> [OBIETTIVO] Rendi tutte le righe qui sotto come una lista JSON di stringhe, una per riga, omettendo le righe vuote.
┏━━
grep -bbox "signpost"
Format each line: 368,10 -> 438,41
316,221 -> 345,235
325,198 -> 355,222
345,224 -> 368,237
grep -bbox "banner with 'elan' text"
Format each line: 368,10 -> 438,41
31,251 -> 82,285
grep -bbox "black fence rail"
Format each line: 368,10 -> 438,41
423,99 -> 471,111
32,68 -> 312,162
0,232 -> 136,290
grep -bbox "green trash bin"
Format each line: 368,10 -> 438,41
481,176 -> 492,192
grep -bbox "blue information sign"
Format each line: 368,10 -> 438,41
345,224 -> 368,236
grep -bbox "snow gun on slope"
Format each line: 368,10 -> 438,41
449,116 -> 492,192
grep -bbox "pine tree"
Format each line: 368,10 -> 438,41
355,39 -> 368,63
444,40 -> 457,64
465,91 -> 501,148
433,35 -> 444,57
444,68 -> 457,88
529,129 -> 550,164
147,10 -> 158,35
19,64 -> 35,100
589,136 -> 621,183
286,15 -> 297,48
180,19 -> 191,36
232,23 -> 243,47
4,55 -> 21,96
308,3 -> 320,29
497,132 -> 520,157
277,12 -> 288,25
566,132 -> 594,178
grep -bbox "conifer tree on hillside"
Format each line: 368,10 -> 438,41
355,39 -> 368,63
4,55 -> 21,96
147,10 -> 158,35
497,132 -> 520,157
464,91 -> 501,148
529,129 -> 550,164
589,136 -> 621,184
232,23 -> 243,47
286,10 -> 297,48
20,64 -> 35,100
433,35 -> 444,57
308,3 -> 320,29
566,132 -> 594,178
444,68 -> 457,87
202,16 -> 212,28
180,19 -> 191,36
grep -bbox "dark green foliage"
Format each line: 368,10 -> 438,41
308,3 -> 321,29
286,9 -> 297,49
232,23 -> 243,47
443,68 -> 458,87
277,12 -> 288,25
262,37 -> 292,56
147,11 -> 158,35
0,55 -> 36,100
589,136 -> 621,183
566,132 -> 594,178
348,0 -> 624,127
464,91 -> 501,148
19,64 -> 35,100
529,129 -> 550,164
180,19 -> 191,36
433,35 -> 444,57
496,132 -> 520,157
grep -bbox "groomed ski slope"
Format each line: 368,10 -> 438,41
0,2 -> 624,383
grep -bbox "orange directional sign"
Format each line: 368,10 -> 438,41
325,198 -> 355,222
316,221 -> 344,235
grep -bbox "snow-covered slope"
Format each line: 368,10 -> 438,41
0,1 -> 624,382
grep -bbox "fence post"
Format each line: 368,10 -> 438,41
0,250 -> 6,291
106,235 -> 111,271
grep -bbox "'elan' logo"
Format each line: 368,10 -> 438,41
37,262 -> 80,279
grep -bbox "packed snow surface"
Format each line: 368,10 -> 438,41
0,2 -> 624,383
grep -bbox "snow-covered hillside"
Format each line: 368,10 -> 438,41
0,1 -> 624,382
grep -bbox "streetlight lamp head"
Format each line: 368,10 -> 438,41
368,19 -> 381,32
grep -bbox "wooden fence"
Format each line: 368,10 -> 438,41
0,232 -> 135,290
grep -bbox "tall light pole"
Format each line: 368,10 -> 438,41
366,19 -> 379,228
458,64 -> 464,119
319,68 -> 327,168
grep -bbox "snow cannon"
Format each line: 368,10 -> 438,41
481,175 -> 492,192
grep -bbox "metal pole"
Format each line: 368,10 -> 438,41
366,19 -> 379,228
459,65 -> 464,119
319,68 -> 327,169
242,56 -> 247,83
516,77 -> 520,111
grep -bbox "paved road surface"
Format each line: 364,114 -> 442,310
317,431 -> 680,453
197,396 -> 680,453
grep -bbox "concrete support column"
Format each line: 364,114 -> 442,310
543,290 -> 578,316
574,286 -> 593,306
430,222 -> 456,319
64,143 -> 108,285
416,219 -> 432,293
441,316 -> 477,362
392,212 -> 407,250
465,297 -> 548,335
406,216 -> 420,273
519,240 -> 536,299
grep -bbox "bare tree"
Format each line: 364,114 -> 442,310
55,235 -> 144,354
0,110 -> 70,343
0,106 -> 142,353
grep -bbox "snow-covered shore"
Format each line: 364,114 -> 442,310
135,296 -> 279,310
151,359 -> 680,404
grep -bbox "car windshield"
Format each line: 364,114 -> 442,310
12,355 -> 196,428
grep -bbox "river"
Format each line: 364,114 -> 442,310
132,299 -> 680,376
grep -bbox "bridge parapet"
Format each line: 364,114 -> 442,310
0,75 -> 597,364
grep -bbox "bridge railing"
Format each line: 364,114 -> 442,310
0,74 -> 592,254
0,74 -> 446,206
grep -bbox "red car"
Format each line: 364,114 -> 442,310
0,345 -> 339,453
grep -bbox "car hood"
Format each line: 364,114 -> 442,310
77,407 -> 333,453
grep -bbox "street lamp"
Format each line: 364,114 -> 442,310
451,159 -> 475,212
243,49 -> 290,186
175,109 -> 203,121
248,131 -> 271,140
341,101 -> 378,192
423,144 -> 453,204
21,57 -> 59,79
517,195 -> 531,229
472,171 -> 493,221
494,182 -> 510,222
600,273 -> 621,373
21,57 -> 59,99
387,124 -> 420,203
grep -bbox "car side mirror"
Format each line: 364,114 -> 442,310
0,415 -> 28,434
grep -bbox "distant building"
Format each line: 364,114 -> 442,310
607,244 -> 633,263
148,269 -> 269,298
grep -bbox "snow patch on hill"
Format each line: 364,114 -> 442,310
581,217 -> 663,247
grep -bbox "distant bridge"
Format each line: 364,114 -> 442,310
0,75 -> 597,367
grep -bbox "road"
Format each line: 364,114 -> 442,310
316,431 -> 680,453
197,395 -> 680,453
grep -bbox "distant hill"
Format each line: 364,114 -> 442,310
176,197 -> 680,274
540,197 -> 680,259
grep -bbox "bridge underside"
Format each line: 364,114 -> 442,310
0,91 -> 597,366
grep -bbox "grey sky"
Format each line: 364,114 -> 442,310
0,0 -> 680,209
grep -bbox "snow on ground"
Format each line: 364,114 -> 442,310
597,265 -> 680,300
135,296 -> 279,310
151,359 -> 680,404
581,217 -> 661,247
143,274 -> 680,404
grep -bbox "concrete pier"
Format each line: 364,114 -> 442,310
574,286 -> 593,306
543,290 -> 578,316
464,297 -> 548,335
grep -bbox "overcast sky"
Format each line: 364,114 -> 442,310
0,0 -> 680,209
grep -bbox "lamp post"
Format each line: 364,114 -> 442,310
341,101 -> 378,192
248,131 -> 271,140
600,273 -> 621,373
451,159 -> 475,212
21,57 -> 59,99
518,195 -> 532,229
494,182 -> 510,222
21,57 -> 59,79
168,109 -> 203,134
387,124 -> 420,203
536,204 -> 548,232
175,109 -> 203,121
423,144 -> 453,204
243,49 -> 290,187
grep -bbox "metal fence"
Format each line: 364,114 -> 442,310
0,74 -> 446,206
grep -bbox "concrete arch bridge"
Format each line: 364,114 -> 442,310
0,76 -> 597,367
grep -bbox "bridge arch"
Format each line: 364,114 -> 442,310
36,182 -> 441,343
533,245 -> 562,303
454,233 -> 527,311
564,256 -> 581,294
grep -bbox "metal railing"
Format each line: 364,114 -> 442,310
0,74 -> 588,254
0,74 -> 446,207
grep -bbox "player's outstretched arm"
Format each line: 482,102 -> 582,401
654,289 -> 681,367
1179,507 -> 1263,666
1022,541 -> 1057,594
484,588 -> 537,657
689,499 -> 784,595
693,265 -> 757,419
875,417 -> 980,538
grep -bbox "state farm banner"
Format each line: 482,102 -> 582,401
┗━━
> [SOLUZIONE]
[
  "grep -bbox \"signpost\"",
  "Format each line: 368,10 -> 438,41",
  "316,221 -> 345,235",
  "325,198 -> 355,222",
  "345,224 -> 368,237",
  "grep -bbox \"banner with 'elan' text\"",
  "Format each line: 368,10 -> 438,41",
  "31,251 -> 82,285",
  "grep -bbox \"black fence rail\"",
  "Format each line: 368,10 -> 438,41",
  "423,99 -> 471,111",
  "32,68 -> 312,162",
  "0,232 -> 136,290",
  "grep -bbox \"green trash bin\"",
  "Format each line: 368,10 -> 438,41",
  "481,176 -> 492,192",
  "grep -bbox \"blue information sign\"",
  "Format each line: 368,10 -> 438,41",
  "345,224 -> 368,236",
  "grep -bbox \"snow gun on slope\"",
  "Format each line: 368,10 -> 438,41",
  "449,116 -> 492,192",
  "grep -bbox \"pine tree\"",
  "Format each line: 368,10 -> 438,41",
  "355,39 -> 368,63",
  "444,40 -> 457,64",
  "465,91 -> 501,148",
  "433,35 -> 444,57",
  "444,68 -> 457,88",
  "529,129 -> 550,164",
  "147,10 -> 158,35",
  "19,64 -> 35,100",
  "589,136 -> 621,183",
  "286,15 -> 297,48",
  "180,19 -> 191,36",
  "232,23 -> 243,47",
  "4,55 -> 21,96",
  "308,3 -> 320,29",
  "497,132 -> 520,157",
  "277,12 -> 288,25",
  "566,132 -> 594,178",
  "grep -bbox \"conifer tree on hillside\"",
  "Format each line: 368,10 -> 438,41",
  "355,39 -> 368,63",
  "4,55 -> 21,96",
  "147,10 -> 158,35",
  "497,132 -> 520,157",
  "464,91 -> 501,148",
  "529,129 -> 550,164",
  "589,136 -> 621,184",
  "232,23 -> 243,47",
  "286,10 -> 297,48",
  "20,64 -> 35,100",
  "433,35 -> 444,57",
  "308,3 -> 320,29",
  "566,132 -> 594,178",
  "444,68 -> 457,87",
  "202,16 -> 212,28",
  "180,19 -> 191,36",
  "grep -bbox \"dark green foliage\"",
  "Format each line: 368,10 -> 438,41",
  "308,3 -> 321,29",
  "286,9 -> 297,49",
  "232,23 -> 243,47",
  "443,68 -> 458,87",
  "277,12 -> 288,25",
  "262,37 -> 292,56",
  "147,11 -> 158,35",
  "0,55 -> 36,100",
  "589,136 -> 621,183",
  "566,132 -> 594,178",
  "348,0 -> 624,127",
  "464,91 -> 501,148",
  "19,64 -> 35,100",
  "529,129 -> 550,164",
  "180,19 -> 191,36",
  "433,35 -> 444,57",
  "496,132 -> 520,157",
  "grep -bbox \"groomed ski slope\"",
  "Format each line: 368,10 -> 438,41",
  "0,2 -> 624,383",
  "grep -bbox \"orange directional sign\"",
  "Format each line: 368,10 -> 438,41",
  "325,198 -> 355,222",
  "316,221 -> 344,235",
  "grep -bbox \"snow-covered slope\"",
  "Format each line: 368,10 -> 438,41",
  "0,1 -> 624,382",
  "grep -bbox \"fence post\"",
  "Format each line: 368,10 -> 438,41",
  "0,250 -> 6,291",
  "106,235 -> 111,271",
  "grep -bbox \"'elan' logo\"",
  "Format each line: 368,10 -> 438,41",
  "37,262 -> 80,279",
  "grep -bbox \"packed snow surface\"",
  "Format each line: 368,10 -> 438,41",
  "0,2 -> 624,383",
  "grep -bbox \"snow-covered hillside\"",
  "Format each line: 368,10 -> 438,41",
  "0,1 -> 624,382",
  "grep -bbox \"streetlight lamp head\"",
  "Format each line: 368,10 -> 438,41",
  "368,19 -> 381,32",
  "grep -bbox \"wooden fence\"",
  "Format each line: 368,10 -> 438,41",
  "0,232 -> 135,290",
  "grep -bbox \"tall light pole\"",
  "Format each line: 368,10 -> 438,41",
  "366,19 -> 379,228",
  "458,64 -> 464,119",
  "319,68 -> 327,168",
  "grep -bbox \"snow cannon\"",
  "Format each line: 368,10 -> 438,41",
  "481,175 -> 492,192",
  "grep -bbox \"metal pole\"",
  "Format each line: 368,10 -> 438,41",
  "366,19 -> 379,228",
  "459,65 -> 464,119",
  "319,68 -> 327,169",
  "242,56 -> 247,83",
  "516,77 -> 520,111",
  "grep -bbox \"paved road surface\"",
  "Format each line: 364,114 -> 442,310",
  "317,431 -> 680,453",
  "197,396 -> 680,453",
  "grep -bbox \"concrete support column\"",
  "Format each line: 364,114 -> 442,310",
  "543,290 -> 578,316",
  "574,286 -> 593,306",
  "430,222 -> 456,319",
  "64,143 -> 108,285",
  "416,219 -> 432,293",
  "441,316 -> 477,362",
  "392,212 -> 407,250",
  "465,297 -> 548,335",
  "406,216 -> 420,273",
  "519,240 -> 536,299",
  "grep -bbox \"bare tree\"",
  "Format each line: 364,114 -> 442,310",
  "55,235 -> 144,354",
  "0,110 -> 70,343",
  "0,106 -> 142,353",
  "grep -bbox \"snow-covered shore\"",
  "Format each line: 364,114 -> 442,310",
  "135,296 -> 279,310",
  "151,359 -> 680,404",
  "grep -bbox \"car windshield\"",
  "Format each line: 364,114 -> 442,310",
  "12,355 -> 196,428",
  "grep -bbox \"river\"",
  "Format each line: 364,114 -> 442,310",
  "132,299 -> 680,376",
  "grep -bbox \"bridge parapet\"",
  "Format each line: 364,114 -> 442,310",
  "0,75 -> 597,364",
  "grep -bbox \"bridge railing\"",
  "Format each line: 364,114 -> 442,310",
  "0,74 -> 592,254",
  "0,74 -> 446,206",
  "grep -bbox \"red car\"",
  "Format each line: 364,114 -> 442,310",
  "0,345 -> 339,453",
  "grep -bbox \"car hood\"",
  "Format each line: 364,114 -> 442,310",
  "77,407 -> 333,453",
  "grep -bbox \"street lamp\"",
  "Format each line: 364,114 -> 442,310",
  "451,159 -> 475,212",
  "243,49 -> 290,186",
  "175,109 -> 203,121",
  "248,131 -> 271,140",
  "341,101 -> 378,192",
  "423,144 -> 453,204",
  "21,57 -> 59,79",
  "517,195 -> 531,229",
  "472,171 -> 493,221",
  "494,182 -> 510,222",
  "600,273 -> 621,373",
  "21,57 -> 59,99",
  "387,124 -> 420,203",
  "grep -bbox \"car side mirror\"",
  "Format each line: 364,114 -> 442,310",
  "0,415 -> 28,434",
  "grep -bbox \"distant building\"",
  "Format each line: 364,114 -> 442,310",
  "607,244 -> 633,263",
  "148,269 -> 269,298",
  "grep -bbox \"snow patch on hill\"",
  "Format each line: 364,114 -> 442,310",
  "581,217 -> 663,247",
  "grep -bbox \"distant bridge\"",
  "Format each line: 364,114 -> 442,310",
  "0,75 -> 597,367",
  "grep -bbox \"road\"",
  "Format each line: 364,114 -> 442,310",
  "316,431 -> 680,453",
  "197,395 -> 680,453",
  "grep -bbox \"distant hill\"",
  "Format each line: 364,114 -> 442,310",
  "176,197 -> 680,274",
  "540,197 -> 680,259",
  "grep -bbox \"bridge underside\"",
  "Format each line: 364,114 -> 442,310",
  "0,91 -> 597,366",
  "grep -bbox \"grey sky\"",
  "Format each line: 364,114 -> 442,310",
  "0,0 -> 680,209",
  "grep -bbox \"snow on ground\"",
  "Format each line: 364,114 -> 442,310",
  "597,265 -> 680,300",
  "135,296 -> 279,310",
  "151,359 -> 680,404",
  "581,217 -> 661,247",
  "143,274 -> 680,404",
  "grep -bbox \"concrete pier\"",
  "Format each line: 364,114 -> 442,310",
  "574,286 -> 593,306",
  "543,290 -> 578,316",
  "464,297 -> 548,335",
  "grep -bbox \"overcast sky\"",
  "Format each line: 364,114 -> 442,310",
  "0,0 -> 680,209",
  "grep -bbox \"lamp post\"",
  "Format each line: 364,114 -> 442,310",
  "341,101 -> 378,192",
  "248,131 -> 271,140",
  "600,273 -> 621,373",
  "451,159 -> 475,212",
  "21,57 -> 59,99",
  "518,195 -> 532,229",
  "494,182 -> 510,222",
  "21,57 -> 59,79",
  "168,109 -> 203,134",
  "387,124 -> 420,203",
  "536,204 -> 548,232",
  "175,109 -> 203,121",
  "423,144 -> 453,204",
  "243,49 -> 290,187",
  "grep -bbox \"metal fence\"",
  "Format each line: 364,114 -> 442,310",
  "0,74 -> 446,206",
  "grep -bbox \"concrete arch bridge\"",
  "Format each line: 364,114 -> 442,310",
  "0,76 -> 597,367",
  "grep -bbox \"bridge arch\"",
  "Format each line: 364,114 -> 442,310",
  "36,182 -> 441,343",
  "533,245 -> 562,303",
  "454,233 -> 527,311",
  "564,256 -> 581,294",
  "grep -bbox \"metal railing\"",
  "Format each line: 364,114 -> 442,310",
  "0,74 -> 588,254",
  "0,74 -> 446,207",
  "grep -bbox \"player's outstretched arm\"",
  "Format each line: 482,102 -> 582,401",
  "654,289 -> 681,367",
  "1179,507 -> 1263,666",
  "1022,541 -> 1057,594",
  "484,588 -> 537,657",
  "689,499 -> 784,595",
  "693,265 -> 757,419",
  "875,417 -> 980,538",
  "grep -bbox \"state farm banner\"",
  "Format each line: 482,102 -> 582,401"
]